*** Begin section ***

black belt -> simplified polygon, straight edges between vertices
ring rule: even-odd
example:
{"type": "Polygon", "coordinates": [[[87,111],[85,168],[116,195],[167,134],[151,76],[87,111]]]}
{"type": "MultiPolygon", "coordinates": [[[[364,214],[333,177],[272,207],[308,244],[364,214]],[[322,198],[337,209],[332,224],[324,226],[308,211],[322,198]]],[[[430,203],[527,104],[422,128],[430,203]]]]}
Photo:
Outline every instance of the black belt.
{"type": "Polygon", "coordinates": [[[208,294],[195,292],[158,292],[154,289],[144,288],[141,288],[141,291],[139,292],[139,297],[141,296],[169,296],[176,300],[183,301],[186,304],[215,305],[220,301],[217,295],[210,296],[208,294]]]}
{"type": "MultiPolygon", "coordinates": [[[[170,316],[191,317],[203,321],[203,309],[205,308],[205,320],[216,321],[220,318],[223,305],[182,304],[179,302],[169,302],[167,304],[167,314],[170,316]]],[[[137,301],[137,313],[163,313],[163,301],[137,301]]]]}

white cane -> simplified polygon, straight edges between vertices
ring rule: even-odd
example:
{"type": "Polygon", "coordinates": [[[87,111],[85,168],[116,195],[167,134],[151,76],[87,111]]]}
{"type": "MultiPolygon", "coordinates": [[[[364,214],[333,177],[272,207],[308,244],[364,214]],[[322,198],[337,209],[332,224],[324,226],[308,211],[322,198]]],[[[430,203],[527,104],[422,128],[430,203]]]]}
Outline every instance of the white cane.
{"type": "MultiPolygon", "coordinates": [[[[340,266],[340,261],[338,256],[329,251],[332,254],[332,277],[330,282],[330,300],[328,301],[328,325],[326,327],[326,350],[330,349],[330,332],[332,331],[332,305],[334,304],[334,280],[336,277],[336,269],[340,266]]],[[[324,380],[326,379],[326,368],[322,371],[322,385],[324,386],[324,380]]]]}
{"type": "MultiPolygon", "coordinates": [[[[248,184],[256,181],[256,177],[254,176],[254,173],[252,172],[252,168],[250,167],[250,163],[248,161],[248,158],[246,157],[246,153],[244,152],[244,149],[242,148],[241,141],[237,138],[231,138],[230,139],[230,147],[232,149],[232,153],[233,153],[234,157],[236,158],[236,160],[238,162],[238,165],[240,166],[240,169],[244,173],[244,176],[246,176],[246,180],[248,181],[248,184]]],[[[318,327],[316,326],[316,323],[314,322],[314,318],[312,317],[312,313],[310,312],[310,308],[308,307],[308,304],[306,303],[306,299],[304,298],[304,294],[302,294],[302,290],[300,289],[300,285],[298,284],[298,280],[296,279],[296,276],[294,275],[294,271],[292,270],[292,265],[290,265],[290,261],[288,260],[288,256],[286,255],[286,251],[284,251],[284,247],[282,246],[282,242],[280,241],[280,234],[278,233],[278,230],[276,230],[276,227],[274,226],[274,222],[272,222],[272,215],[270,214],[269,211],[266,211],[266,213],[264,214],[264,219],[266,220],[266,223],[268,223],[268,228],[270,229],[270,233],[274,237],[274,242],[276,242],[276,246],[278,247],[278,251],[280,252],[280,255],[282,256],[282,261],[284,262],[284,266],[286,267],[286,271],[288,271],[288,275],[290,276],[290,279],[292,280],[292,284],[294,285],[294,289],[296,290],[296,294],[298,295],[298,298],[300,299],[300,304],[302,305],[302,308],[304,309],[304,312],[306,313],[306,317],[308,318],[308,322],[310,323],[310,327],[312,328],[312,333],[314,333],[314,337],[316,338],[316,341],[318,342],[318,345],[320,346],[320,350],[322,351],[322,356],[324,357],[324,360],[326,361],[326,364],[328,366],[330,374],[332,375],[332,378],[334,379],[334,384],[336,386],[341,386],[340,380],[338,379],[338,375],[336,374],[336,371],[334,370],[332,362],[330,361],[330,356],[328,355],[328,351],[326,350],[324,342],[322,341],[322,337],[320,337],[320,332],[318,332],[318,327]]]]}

*** End section ***

#### Exercise goal:
Using the records above, pull out each line where the word "edges" occurs.

#### Written solution:
black belt -> simplified polygon, straight edges between vertices
white cane -> simplified polygon, straight edges between vertices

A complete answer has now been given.